_WHAT TO PRODUCE_. Return each line of the data that follows exactly as it reads.

--

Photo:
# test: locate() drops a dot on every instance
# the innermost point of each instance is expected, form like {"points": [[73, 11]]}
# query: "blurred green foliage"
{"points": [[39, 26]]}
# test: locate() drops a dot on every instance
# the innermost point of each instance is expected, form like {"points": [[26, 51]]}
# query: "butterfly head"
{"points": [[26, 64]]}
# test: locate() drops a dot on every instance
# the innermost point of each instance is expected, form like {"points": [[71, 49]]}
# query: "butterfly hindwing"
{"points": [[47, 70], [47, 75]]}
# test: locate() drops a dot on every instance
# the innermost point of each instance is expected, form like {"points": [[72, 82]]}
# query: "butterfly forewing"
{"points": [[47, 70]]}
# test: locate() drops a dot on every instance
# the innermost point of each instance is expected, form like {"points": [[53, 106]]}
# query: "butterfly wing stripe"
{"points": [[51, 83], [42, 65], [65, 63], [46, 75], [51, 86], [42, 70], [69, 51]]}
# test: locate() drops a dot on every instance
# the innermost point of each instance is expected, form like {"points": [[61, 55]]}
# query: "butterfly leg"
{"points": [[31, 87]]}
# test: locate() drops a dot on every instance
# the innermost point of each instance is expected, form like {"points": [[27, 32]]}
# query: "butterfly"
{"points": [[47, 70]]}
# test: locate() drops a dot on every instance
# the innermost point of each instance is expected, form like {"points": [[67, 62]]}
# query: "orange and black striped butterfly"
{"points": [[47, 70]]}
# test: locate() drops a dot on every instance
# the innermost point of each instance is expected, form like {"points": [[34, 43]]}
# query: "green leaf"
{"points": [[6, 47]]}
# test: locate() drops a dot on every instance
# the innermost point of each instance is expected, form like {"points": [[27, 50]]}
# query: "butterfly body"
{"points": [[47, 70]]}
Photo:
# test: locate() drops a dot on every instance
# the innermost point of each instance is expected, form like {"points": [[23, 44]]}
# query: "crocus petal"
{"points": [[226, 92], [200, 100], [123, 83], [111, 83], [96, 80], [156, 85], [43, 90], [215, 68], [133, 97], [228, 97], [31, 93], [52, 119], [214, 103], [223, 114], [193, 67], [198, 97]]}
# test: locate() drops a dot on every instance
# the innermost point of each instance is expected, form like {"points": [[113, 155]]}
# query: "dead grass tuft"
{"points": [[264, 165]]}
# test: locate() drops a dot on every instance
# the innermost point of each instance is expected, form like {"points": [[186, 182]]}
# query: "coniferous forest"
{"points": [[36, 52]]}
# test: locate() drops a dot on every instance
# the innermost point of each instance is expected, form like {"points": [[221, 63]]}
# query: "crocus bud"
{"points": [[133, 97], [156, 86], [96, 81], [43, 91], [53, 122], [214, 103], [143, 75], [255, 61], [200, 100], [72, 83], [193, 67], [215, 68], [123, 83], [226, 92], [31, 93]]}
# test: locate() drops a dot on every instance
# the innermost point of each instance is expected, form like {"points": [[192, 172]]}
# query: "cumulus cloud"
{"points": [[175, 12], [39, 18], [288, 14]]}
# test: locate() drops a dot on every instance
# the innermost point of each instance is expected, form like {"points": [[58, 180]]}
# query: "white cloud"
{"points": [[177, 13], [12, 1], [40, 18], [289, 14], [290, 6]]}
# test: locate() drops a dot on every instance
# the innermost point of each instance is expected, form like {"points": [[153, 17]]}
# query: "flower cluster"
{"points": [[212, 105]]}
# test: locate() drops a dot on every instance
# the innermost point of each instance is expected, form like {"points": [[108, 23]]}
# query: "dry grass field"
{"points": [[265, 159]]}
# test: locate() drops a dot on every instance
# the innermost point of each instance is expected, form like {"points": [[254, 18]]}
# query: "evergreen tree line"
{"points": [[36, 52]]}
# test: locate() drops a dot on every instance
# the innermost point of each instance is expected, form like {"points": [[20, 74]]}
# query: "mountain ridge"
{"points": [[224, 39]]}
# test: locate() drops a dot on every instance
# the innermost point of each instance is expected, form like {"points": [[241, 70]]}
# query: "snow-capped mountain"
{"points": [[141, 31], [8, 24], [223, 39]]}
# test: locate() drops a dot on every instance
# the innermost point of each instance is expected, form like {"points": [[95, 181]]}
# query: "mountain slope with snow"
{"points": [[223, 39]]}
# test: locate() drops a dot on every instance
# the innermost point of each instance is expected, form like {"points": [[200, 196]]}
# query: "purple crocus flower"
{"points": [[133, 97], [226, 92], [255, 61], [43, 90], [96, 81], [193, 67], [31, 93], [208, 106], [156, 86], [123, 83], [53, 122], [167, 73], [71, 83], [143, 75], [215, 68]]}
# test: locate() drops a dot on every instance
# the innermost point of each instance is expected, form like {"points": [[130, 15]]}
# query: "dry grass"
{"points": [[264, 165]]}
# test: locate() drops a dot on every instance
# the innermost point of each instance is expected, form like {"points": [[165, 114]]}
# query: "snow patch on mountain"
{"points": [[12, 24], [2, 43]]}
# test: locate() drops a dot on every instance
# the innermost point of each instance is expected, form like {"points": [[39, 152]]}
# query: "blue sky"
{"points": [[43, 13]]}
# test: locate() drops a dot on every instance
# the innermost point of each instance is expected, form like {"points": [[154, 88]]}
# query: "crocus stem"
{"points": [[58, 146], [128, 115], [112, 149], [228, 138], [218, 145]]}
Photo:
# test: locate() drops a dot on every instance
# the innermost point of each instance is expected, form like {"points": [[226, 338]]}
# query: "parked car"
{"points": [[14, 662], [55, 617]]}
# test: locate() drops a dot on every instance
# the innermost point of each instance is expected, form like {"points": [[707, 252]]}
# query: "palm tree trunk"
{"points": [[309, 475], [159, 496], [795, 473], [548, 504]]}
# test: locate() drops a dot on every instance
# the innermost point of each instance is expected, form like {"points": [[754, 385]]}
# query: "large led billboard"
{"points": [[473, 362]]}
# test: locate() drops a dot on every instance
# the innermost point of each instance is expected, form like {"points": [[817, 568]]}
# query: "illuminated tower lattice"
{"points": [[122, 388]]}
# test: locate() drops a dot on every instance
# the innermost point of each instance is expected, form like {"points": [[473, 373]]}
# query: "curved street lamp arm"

--

_OUTPUT FOR THIS TASK_.
Photo:
# test: locate() drops a dot on every instance
# the innermost point of each instance is expected, form like {"points": [[73, 11]]}
# query: "blurred green foliage"
{"points": [[39, 26]]}
# test: locate() drops a dot on every instance
# the innermost point of each instance is expected, form like {"points": [[26, 51]]}
# query: "butterfly head"
{"points": [[26, 64]]}
# test: locate() drops a dot on every instance
# the innermost point of each instance is expected, form like {"points": [[71, 49]]}
# query: "butterfly hindwing"
{"points": [[47, 70], [47, 75]]}
# test: locate() drops a dot on every instance
# the innermost point of each instance is expected, form like {"points": [[72, 82]]}
# query: "butterfly forewing"
{"points": [[47, 70]]}
# test: locate() drops a dot on every instance
# the innermost point of each instance is expected, form like {"points": [[53, 106]]}
# query: "butterfly wing stripe"
{"points": [[51, 83], [42, 65], [65, 63], [46, 75], [51, 86], [42, 70], [69, 51]]}
# test: locate() drops a dot on every instance
# the innermost point of each instance is expected, form like {"points": [[61, 55]]}
# query: "butterfly leg"
{"points": [[31, 87]]}
# test: locate() drops a dot on every instance
# the innermost point of each instance is expected, form like {"points": [[27, 32]]}
# query: "butterfly"
{"points": [[47, 70]]}
# test: locate() drops a dot on every instance
# the innermost point of each instance is expected, form like {"points": [[67, 62]]}
# query: "orange and black striped butterfly"
{"points": [[47, 70]]}
# test: locate() drops a dot on every instance
# the innermost point of each instance is expected, form like {"points": [[34, 43]]}
# query: "green leaf"
{"points": [[6, 47]]}
# test: locate() drops a dot on every instance
# the innermost point of each instance is expected, form like {"points": [[27, 50]]}
# query: "butterfly body"
{"points": [[47, 70]]}
Photo:
# test: locate() drops a dot on every instance
# the innermost point of each instance is expected, form like {"points": [[23, 44]]}
# query: "crocus petal"
{"points": [[226, 92], [200, 100], [123, 83], [111, 83], [96, 80], [156, 85], [43, 90], [215, 68], [133, 97], [228, 97], [31, 93], [52, 119], [214, 103], [223, 114], [193, 67], [198, 97]]}
# test: locate() drops a dot on every instance
# the innermost point of each instance is expected, form like {"points": [[113, 155]]}
# query: "dead grass tuft"
{"points": [[264, 165]]}
# test: locate() drops a dot on every instance
# the innermost point of each instance is expected, form like {"points": [[186, 182]]}
# query: "coniferous forest"
{"points": [[36, 52]]}
# test: locate() drops a dot on every instance
# the innermost point of each instance is expected, form like {"points": [[221, 63]]}
# query: "crocus bud"
{"points": [[133, 97], [156, 86], [96, 81], [43, 91], [53, 122], [214, 103], [143, 75], [255, 61], [200, 100], [72, 83], [193, 67], [215, 68], [123, 83], [226, 92], [31, 93]]}
# test: locate() drops a dot on every instance
# the innermost point of each instance is expected, form like {"points": [[192, 172]]}
# query: "cumulus cloud"
{"points": [[175, 12], [39, 18], [288, 14]]}
# test: locate() drops a dot on every instance
# the innermost point of each instance is expected, form like {"points": [[58, 180]]}
# query: "white cloud"
{"points": [[177, 13], [12, 1], [40, 18], [289, 14], [290, 6]]}
# test: locate() drops a dot on every instance
# the innermost point of each instance is expected, form like {"points": [[153, 17]]}
# query: "flower cluster"
{"points": [[212, 105]]}
# test: locate() drops a dot on every instance
# the innermost point of each instance is expected, form like {"points": [[108, 23]]}
# query: "dry grass field"
{"points": [[265, 159]]}
# test: locate() drops a dot on every instance
# the innermost point of each instance is expected, form like {"points": [[254, 18]]}
# query: "evergreen tree line"
{"points": [[36, 52]]}
# test: locate() drops a dot on every instance
# the innermost point of each instance is expected, form like {"points": [[20, 74]]}
# query: "mountain ridge"
{"points": [[224, 39]]}
# test: locate() drops a dot on every instance
# the innermost point of each instance is expected, form like {"points": [[241, 70]]}
# query: "snow-capped mountain"
{"points": [[141, 31], [8, 24], [223, 39]]}
# test: locate() drops a dot on every instance
# the innermost point of each instance is expected, form like {"points": [[95, 181]]}
# query: "mountain slope with snow"
{"points": [[223, 39]]}
# test: locate() drops a dot on every instance
# the innermost point of each instance is expected, form like {"points": [[200, 196]]}
# query: "purple crocus flower"
{"points": [[133, 97], [226, 92], [255, 61], [43, 90], [96, 81], [193, 67], [31, 93], [208, 106], [156, 86], [123, 83], [53, 122], [167, 73], [71, 83], [143, 75], [215, 68]]}
# test: locate() drops a dot on every instance
# the innermost point of each instance is expected, form like {"points": [[130, 15]]}
# query: "dry grass"
{"points": [[264, 165]]}
# test: locate() drops a dot on every instance
# the innermost point of each instance is expected, form like {"points": [[165, 114]]}
# query: "snow patch on mountain"
{"points": [[12, 24], [2, 43]]}
# test: locate() drops a dot on every instance
# the innermost point of each instance is expected, form like {"points": [[39, 152]]}
# query: "blue sky"
{"points": [[43, 13]]}
# test: locate() drops a dot on every instance
# the innermost point of each instance is expected, form like {"points": [[154, 88]]}
# query: "crocus stem"
{"points": [[58, 146], [128, 115], [112, 149], [228, 138], [218, 145]]}
Photo:
# test: locate() drops a dot on every instance
# the innermost point of each instance is expected, form like {"points": [[226, 338]]}
# query: "parked car"
{"points": [[14, 662], [55, 617]]}
# test: locate() drops a dot on every instance
# the innermost point of each instance is expected, form like {"points": [[707, 252]]}
# query: "palm tree trunk"
{"points": [[309, 475], [159, 496], [795, 473], [548, 504]]}
# test: locate() drops a dot on every instance
# the innermost point of each instance is expected, form like {"points": [[754, 385]]}
# query: "large led billboard"
{"points": [[473, 362]]}
# test: locate() drops a dot on every instance
# the innermost point of each instance is expected, form like {"points": [[817, 568]]}
# query: "illuminated tower lattice"
{"points": [[122, 388]]}
# test: locate() drops a dot on every instance
# the innermost point of each instance is expected, form like {"points": [[473, 373]]}
# query: "curved street lamp arm"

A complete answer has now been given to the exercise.